:: EXERCISE ::
Everything from the line containing "Mark the black" through the line containing "Mark the tree trunk with a point." in the listing below should be copied exactly, and nothing more.

:: WORKING DATA ::

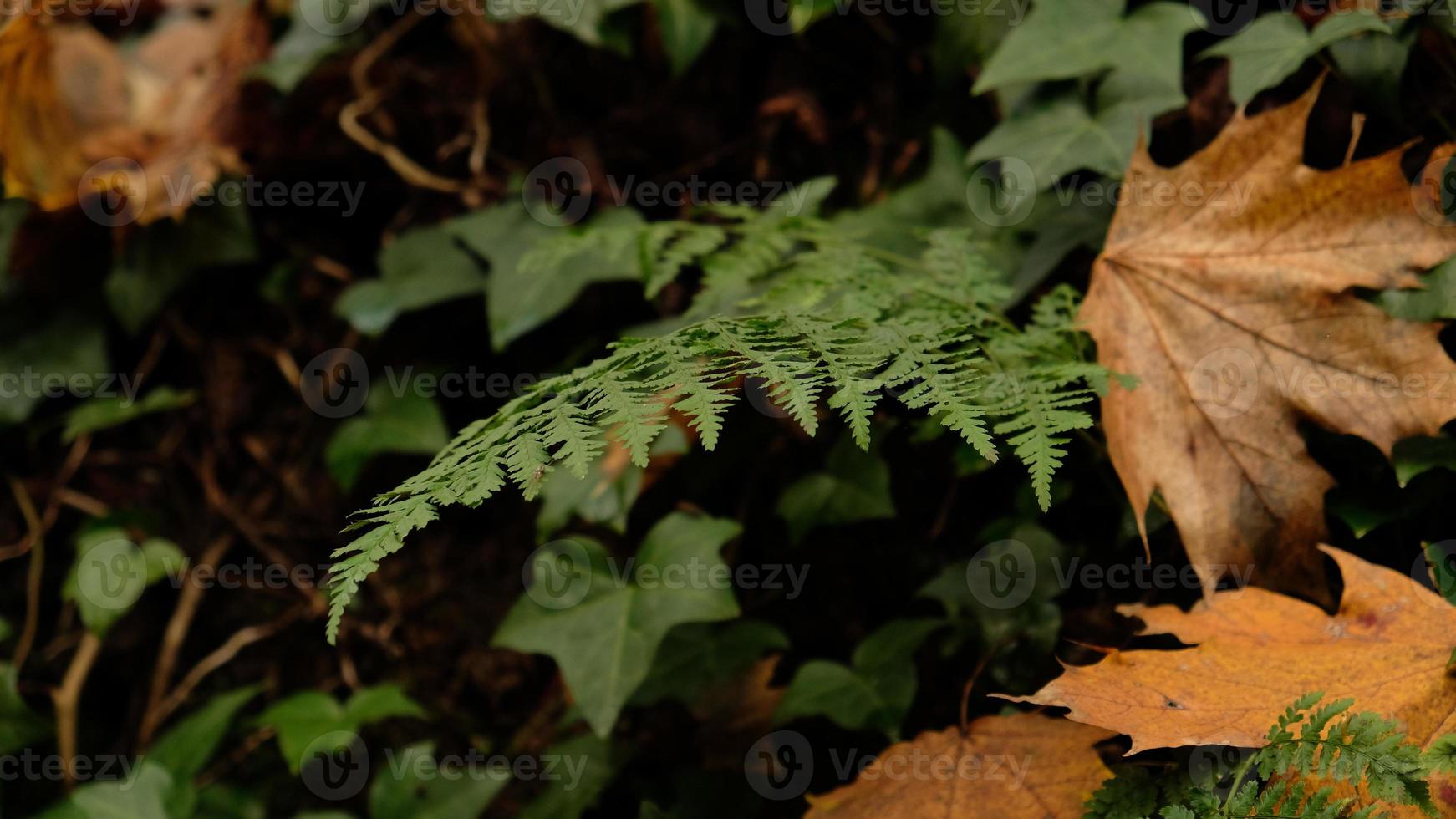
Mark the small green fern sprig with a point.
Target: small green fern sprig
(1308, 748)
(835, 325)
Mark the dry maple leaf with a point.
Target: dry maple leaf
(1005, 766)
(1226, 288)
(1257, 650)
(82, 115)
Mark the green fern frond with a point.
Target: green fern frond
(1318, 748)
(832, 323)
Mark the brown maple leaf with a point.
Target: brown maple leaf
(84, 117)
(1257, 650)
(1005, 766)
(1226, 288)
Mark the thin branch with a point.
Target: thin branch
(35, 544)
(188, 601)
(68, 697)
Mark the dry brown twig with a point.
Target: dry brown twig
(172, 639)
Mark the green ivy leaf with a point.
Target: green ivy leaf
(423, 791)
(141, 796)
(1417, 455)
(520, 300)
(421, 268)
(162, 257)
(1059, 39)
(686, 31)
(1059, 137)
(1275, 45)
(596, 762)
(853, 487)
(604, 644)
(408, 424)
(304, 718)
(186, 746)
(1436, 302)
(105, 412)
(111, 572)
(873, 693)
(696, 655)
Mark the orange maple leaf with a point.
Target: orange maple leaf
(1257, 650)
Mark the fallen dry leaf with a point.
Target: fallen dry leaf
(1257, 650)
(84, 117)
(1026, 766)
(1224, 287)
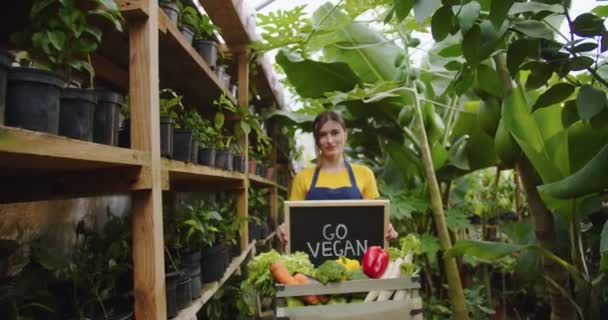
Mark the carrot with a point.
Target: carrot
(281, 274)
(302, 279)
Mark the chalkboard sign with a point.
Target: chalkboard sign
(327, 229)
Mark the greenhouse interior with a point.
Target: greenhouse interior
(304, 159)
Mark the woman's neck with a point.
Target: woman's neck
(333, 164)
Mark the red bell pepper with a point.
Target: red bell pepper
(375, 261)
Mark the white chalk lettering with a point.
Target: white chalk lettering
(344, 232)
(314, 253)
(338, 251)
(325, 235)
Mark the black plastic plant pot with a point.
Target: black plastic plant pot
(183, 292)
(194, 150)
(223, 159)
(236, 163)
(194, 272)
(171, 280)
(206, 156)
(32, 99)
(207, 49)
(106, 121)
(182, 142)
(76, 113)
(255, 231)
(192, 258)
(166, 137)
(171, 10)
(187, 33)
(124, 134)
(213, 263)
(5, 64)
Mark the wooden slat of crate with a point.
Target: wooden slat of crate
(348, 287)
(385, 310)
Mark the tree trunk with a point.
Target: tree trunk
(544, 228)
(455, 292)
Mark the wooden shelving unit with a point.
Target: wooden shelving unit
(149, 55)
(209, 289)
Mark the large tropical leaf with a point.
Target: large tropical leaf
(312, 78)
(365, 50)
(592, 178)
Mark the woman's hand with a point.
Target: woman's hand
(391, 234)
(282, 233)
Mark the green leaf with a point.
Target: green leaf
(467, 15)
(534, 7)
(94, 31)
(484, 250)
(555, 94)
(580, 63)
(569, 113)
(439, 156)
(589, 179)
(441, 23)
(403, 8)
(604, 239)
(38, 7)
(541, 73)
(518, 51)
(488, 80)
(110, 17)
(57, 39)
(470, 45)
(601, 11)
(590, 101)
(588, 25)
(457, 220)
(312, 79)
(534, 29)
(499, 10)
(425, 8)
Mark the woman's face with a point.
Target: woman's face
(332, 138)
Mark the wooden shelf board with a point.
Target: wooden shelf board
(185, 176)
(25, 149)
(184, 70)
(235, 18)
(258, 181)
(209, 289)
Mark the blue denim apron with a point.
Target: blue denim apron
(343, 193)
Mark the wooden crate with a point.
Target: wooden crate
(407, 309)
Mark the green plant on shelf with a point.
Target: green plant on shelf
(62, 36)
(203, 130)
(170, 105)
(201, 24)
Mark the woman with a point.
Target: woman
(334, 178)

:: ANSWER AREA ::
Mark the black plastic plant pot with a point.
Target: black plastic plant pot
(183, 292)
(194, 150)
(223, 159)
(236, 163)
(194, 272)
(171, 280)
(206, 156)
(32, 99)
(207, 49)
(106, 121)
(182, 142)
(76, 113)
(255, 231)
(192, 258)
(166, 137)
(171, 10)
(187, 33)
(124, 134)
(213, 263)
(5, 64)
Mark the wooden slat of crate with a point.
Target: wooden slat of crate
(348, 287)
(385, 310)
Mark the tree trunk with a point.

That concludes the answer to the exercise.